Required work: Change "wispy cloud" to "cirrus cloud" throughout the listing, and reproduce every line with nothing else altered.

++++ Input rows ++++

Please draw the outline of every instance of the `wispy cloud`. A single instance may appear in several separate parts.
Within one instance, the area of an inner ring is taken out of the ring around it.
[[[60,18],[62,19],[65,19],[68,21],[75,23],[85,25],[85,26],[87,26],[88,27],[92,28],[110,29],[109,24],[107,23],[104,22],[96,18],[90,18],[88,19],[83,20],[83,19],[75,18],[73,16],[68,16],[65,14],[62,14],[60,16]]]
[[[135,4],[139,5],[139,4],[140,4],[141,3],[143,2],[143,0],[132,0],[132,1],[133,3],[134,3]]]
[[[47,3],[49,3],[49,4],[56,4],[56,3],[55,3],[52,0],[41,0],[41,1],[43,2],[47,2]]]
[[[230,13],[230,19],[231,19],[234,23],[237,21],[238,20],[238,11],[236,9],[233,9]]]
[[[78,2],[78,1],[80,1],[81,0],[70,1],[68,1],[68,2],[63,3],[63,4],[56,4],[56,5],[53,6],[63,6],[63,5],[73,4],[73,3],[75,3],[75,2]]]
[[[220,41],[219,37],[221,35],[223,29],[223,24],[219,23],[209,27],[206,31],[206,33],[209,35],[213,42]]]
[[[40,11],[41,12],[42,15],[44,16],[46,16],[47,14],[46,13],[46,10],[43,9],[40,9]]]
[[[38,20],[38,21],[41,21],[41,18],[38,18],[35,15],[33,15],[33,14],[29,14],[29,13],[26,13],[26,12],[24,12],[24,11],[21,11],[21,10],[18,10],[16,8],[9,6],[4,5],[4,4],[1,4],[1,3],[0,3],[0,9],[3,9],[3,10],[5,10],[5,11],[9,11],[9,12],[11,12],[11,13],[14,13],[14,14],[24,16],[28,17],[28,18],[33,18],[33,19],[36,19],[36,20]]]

++++

Exercise output:
Please draw the outline of every instance of the `cirrus cloud`. A single instance may appear in several separate parts.
Within one instance, the area of an inner ring is taken out of the ring around it.
[[[60,18],[62,19],[65,19],[68,21],[75,23],[85,25],[85,26],[87,26],[88,27],[92,28],[110,29],[109,24],[107,23],[104,22],[96,18],[90,18],[88,19],[83,20],[83,19],[75,18],[73,16],[68,16],[65,14],[62,14],[60,16]]]
[[[135,4],[139,5],[139,4],[140,4],[141,3],[143,2],[143,0],[132,0],[132,1],[133,3],[134,3]]]
[[[47,3],[49,3],[49,4],[56,4],[56,3],[55,3],[52,0],[41,0],[41,1],[43,2],[47,2]]]
[[[230,13],[230,19],[231,19],[234,23],[237,21],[238,20],[238,11],[236,9],[233,9]]]
[[[78,2],[78,1],[80,1],[81,0],[70,1],[68,1],[68,2],[63,3],[63,4],[56,4],[56,5],[53,6],[63,6],[63,5],[73,4],[73,3],[75,3],[75,2]]]
[[[220,41],[219,37],[221,35],[223,29],[223,24],[219,23],[209,27],[206,31],[206,33],[209,35],[213,42]]]
[[[40,11],[41,12],[42,15],[44,16],[46,16],[47,14],[46,13],[46,10],[43,9],[40,9]]]
[[[38,20],[38,21],[41,21],[41,18],[38,18],[35,15],[33,15],[33,14],[29,14],[29,13],[26,13],[26,12],[24,12],[24,11],[21,11],[21,10],[18,10],[16,8],[9,6],[4,5],[4,4],[1,4],[1,3],[0,3],[0,9],[3,9],[3,10],[5,10],[5,11],[9,11],[9,12],[11,12],[11,13],[14,13],[14,14],[24,16],[28,17],[28,18],[33,18],[33,19],[36,19],[36,20]]]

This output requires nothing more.